**Fragmento del texto**
:::

Tierra de nadie

El Rey y Pedro Sánchez

Es sabido que las cosas de palacio van despacio pero la parsimonia de Zarzuela en cambiar la placa del buzón de la entrada parece más propia de una resistencia numantina que de la lentitud con la que dicen que suele obrar la razón antes de tomar decisiones trascendentales. Como en todo dilema, solo son dos las alternativas posibles: la liquidación freudiana del padre, desahucio mediante, o el suicidio consciente de la institución, que tendrá que ser asistido si el retraso sobrepasa el límite de lo tolerable.

Lo que parecía un plan diseñado para establecer un cortafuegos en torno al Rey y evitarle así que el incendio provocado por su progenitor le chamuscara el armiño se ha transformado en una pugna entre quienes reclaman ejemplaridad y transparencia y un jefe del Estado que lleva muy malamente eso de que la plebe le marque el camino. Como el repudio es inevitable, cuanto más tarde en cambiar la cerradura y en poner al emérito las maletas en la puerta, cuanto más parezca que actúa bajo presión y no por convencimiento, mayor será el deterioro de la propia monarquía, algo que se comprobaría estadísticamente si en algún momento, antes de la próxima glaciación, el CIS de Tezanos preguntara por el particular al respetable.

La tensión entre la presidencia del Gobierno y la jefatura del Estado viene de lejos y no es ningún secreto que lo de Felipe VI y Pedro Sánchez es una aversión somática: no se soportan el uno al otro. En cierto modo, su relación se asemeja bastante a la que mantenía su campechano antecesor con Aznar que, todo hay que decirlo, ha sido el único de los inquilinos de Moncloa que tuvo el cuajo suficiente para afearle alguna conducta censurable en cuestiones de regalos y dineros que el piloto de la Transición creía que le correspondían por derecho divino y que no eran sino los polvos de estos lodos que le han sobrepasado la entrepierna.

Aún así, la actitud pública de Sánchez ha sido de exquisito respeto, casi de alcahuetería, al punto de no dudar en comerse varios marrones entre crudos y poco hechos a cuenta de las andanzas del cazador de elefantes y de la tentación rubia que vivía arriba y abajo suyo, y cuya citación en septiembre en la Audiencia Nacional como imputada marca el plazo final para que Zarzuela mueva ficha. El líder socialista ha cortado en seco todas las pretensiones de investigar la pasión por las comisiones de su serenísima Enormidad, sus cuentas en Suiza y sus testaferros. Ayer mismo, volvía a expresar su compromiso con la monarquía parlamentaria y con el pacto constitucional, que es bastante más de lo que cabría esperar de un republicano emboscado.

:::

**Datos extraídos**
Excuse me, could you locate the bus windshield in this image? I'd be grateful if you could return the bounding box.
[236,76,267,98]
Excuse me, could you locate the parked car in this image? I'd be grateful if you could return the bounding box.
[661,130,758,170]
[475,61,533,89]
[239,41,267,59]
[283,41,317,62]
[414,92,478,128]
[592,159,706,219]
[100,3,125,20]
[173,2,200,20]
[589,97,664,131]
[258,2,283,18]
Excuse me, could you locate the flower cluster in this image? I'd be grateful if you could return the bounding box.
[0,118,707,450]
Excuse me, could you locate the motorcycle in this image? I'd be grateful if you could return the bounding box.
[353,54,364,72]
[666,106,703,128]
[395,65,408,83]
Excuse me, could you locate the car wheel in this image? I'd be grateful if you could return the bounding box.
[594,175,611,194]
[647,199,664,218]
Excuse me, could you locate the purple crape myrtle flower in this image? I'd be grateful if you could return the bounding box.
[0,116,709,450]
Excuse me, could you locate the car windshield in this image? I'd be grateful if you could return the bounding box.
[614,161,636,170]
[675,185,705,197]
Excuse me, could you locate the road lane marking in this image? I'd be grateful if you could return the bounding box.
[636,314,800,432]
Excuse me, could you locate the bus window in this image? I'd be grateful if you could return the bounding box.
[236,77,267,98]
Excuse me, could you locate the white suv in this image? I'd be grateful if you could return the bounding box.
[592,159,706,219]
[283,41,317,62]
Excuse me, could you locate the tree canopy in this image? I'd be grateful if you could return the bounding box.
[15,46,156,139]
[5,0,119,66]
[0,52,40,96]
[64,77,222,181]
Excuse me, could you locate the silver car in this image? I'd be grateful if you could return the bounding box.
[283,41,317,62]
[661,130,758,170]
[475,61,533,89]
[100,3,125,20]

:::

Transcribe sin cambios el pasaje de la columna sobre el Rey y Pedro Sánchez que va entre "La tensión entre" y "sobrepasado la entrepierna.", ambos incluidos.

**Resultado de la tarea**
La tensión entre la presidencia del Gobierno y la jefatura del Estado viene de lejos y no es ningún secreto que lo de Felipe VI y Pedro Sánchez es una aversión somática: no se soportan el uno al otro. En cierto modo, su relación se asemeja bastante a la que mantenía su campechano antecesor con Aznar que, todo hay que decirlo, ha sido el único de los inquilinos de Moncloa que tuvo el cuajo suficiente para afearle alguna conducta censurable en cuestiones de regalos y dineros que el piloto de la Transición creía que le correspondían por derecho divino y que no eran sino los polvos de estos lodos que le han sobrepasado la entrepierna.